**ITEMS**
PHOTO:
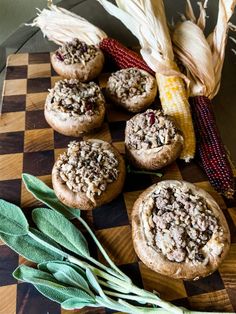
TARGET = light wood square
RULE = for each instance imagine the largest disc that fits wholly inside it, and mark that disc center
(35, 101)
(120, 146)
(232, 212)
(55, 79)
(18, 59)
(118, 243)
(102, 79)
(217, 300)
(12, 122)
(130, 198)
(58, 152)
(169, 288)
(38, 140)
(36, 70)
(15, 87)
(171, 172)
(205, 185)
(11, 166)
(102, 134)
(116, 114)
(8, 296)
(228, 269)
(27, 199)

**PROBLEM REQUIREMENTS**
Extract each line of the rows above that contains the word "mark".

**ANSWER IN FULL**
RULE = for each instance imagine the largest disc that fits wholly inside it, and mark that disc center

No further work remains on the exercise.